* **Task details**
Continue the film review of Brian Dewan's filmstrips below, starting right after its last sentence.

* **Given passage**
'Strip Mining | Film | Pittsburgh | Pittsburgh City Paper

In Brian Dewan's 11-minute filmstrip "A Little Girl and Boy," two orphaned siblings are thrust into unwanted adventure. They are kidnapped, chased with a gun, arrested, sent to reform school -- it's a deadpan nightmare, illustrated with neat but child-like single-frame drawings and narrated by a calming, authoritative voice. Each frame is advanced by an unseen hand at the prompting of a high-pitched bing that will resonate with anyone who went to school in the '60s or '70s and sat through similar presentations on driver safety or frog biology.


A certain subversion is at work: While this filmstrip's aesthetics -- like filmstrip technology itself -- suggest the era of mom-and-apple-pie, for instance, many of its villains are authority figures (a truant officer, a cop). But to understand the real subversiveness, and the even realer weirdness, of Dewan's I-Can-See filmstrips, it helps to view his others, too, as you can do at the May 29 Jefferson Presents. The polymorphously adept artwork and flights of whimsy, irony and satire suggest a mind both canny and dreamily perverse, one that knows it can breach your comfort zone without breaking a sweat.

* **Data for analysis**
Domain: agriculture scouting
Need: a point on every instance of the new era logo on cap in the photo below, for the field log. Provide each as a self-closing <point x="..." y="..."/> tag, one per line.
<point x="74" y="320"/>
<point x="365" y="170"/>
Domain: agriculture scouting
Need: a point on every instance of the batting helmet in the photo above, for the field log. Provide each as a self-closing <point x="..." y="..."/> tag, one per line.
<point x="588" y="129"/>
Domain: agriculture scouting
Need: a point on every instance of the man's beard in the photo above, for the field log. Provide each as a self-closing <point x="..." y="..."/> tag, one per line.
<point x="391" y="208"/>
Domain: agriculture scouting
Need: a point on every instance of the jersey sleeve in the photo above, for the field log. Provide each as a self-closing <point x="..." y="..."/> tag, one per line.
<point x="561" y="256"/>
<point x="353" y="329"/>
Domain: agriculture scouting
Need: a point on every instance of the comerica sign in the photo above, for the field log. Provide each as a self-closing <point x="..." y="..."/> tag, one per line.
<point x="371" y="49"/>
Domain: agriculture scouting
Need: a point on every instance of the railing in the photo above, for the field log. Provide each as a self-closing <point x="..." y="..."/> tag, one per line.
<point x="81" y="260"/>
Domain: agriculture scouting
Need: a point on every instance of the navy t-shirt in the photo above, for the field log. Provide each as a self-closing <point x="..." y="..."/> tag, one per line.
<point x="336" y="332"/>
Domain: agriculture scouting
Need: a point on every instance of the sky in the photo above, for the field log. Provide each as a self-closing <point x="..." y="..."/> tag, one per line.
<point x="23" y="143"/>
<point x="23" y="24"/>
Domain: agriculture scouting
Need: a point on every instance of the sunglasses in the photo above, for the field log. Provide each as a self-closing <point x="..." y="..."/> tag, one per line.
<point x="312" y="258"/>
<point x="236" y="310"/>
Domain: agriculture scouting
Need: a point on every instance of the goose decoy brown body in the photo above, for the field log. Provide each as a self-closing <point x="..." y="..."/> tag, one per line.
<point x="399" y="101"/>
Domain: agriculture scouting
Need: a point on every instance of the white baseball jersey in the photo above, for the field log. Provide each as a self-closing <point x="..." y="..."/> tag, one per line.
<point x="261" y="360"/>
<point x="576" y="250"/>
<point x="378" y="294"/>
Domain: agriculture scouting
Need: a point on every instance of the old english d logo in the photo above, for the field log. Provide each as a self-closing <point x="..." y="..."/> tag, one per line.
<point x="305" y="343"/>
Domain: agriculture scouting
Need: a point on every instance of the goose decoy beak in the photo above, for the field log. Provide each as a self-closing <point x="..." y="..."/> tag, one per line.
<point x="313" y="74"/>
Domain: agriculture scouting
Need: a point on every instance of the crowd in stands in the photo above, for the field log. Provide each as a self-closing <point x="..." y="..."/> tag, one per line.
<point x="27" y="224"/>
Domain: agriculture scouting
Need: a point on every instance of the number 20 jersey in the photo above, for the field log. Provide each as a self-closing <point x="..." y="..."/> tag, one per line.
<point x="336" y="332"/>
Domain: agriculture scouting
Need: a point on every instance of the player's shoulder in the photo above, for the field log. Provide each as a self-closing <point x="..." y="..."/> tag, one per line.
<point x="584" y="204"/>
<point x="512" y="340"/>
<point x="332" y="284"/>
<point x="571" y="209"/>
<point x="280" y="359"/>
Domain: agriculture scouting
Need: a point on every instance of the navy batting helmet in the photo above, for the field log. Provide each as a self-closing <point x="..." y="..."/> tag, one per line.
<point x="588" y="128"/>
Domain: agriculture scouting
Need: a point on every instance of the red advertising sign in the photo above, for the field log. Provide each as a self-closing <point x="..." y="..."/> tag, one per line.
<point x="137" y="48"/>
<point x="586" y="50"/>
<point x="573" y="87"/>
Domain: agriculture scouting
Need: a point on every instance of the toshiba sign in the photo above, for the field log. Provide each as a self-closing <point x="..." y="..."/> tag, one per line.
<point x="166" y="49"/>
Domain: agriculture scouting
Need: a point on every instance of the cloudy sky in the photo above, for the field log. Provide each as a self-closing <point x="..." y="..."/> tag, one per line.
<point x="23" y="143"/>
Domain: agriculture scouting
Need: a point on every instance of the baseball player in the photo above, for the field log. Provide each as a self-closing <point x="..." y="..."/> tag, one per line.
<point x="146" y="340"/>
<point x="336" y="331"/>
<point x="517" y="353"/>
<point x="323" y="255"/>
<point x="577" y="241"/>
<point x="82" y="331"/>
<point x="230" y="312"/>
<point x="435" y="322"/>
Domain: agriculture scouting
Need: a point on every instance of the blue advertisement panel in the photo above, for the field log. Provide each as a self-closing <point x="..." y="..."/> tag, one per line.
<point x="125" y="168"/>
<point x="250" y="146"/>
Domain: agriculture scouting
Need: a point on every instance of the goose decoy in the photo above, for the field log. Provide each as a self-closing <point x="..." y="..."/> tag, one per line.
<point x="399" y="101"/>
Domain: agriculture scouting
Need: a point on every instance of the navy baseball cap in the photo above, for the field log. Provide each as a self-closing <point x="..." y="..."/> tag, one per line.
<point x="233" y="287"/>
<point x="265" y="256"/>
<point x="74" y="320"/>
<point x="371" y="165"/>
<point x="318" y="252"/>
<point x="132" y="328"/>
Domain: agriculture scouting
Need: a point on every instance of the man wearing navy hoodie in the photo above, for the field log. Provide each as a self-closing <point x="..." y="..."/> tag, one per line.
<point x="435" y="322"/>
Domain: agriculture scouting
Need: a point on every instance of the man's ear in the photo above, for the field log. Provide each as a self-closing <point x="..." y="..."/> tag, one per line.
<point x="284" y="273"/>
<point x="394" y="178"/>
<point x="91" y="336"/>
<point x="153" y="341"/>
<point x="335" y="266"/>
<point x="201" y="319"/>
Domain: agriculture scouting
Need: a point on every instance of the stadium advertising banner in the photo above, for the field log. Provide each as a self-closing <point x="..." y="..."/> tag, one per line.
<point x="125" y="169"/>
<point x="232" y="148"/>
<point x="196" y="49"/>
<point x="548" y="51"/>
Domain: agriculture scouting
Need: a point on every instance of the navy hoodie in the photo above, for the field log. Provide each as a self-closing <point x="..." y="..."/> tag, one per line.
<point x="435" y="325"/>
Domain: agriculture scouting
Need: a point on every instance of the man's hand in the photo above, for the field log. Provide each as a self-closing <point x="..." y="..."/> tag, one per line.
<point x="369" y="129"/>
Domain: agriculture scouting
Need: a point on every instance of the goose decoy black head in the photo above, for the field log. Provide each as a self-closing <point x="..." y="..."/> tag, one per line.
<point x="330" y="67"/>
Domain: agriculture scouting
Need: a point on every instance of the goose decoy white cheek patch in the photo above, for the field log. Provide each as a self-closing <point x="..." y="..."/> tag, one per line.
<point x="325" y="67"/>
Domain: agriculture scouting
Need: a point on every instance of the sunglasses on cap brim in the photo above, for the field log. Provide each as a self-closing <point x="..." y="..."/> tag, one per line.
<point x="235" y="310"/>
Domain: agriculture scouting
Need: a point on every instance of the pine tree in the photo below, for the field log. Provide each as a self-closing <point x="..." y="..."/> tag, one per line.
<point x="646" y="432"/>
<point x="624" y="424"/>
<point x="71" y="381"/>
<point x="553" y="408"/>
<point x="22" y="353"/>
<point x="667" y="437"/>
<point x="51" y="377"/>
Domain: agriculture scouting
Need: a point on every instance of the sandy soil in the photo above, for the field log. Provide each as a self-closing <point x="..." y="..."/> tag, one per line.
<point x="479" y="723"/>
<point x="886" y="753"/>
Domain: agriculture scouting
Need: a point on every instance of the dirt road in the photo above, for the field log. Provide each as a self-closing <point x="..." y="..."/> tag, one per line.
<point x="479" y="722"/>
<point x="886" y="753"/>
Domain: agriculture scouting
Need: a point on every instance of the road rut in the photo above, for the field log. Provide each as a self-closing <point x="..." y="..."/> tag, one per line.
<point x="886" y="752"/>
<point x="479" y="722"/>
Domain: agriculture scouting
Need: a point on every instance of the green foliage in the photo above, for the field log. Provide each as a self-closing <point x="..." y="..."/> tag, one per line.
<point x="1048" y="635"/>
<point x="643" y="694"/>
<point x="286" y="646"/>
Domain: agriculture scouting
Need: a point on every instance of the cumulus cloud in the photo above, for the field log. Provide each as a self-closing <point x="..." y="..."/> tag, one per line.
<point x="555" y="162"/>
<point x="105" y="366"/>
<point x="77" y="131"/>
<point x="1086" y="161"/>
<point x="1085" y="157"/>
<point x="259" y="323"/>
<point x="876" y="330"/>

* **Result of the task**
In "Neighbors in the Solar System" (1995), Dewan lulls with pretty pictures and sincere voiceover, only to almost imperceptibly begin corroding his homey astronomy lesson with twisted fabrications. He explores (or exploits) bitterly punitive Old Testament imprecations in "Deuteronomy" (1997), and with the same laconic manner (and lovely drawing style) creates unnervingly nihilistic fables in "Grimm's Tales" (2000) and "The Death of the Hen" (2000).


The Brooklyn-based Dewan is also a musician and composer; his artwork includes the cover of David Byrne's Uh-Oh album. Later filmstrips -- including 2001's "King of Instruments," an exposé of the secretly demonic nature of the pipe organ ("this tyrant king") -- feel a bit more obvious than his earlier work; their weird power to subvert is diluted in easy sarcasm, as in the anti-consumerist screed of "Brand New Packages for Sale." To compensate, the later strips remain washed in cascades of fascinating verbal nonsense, and laugh-out-loud funny besides.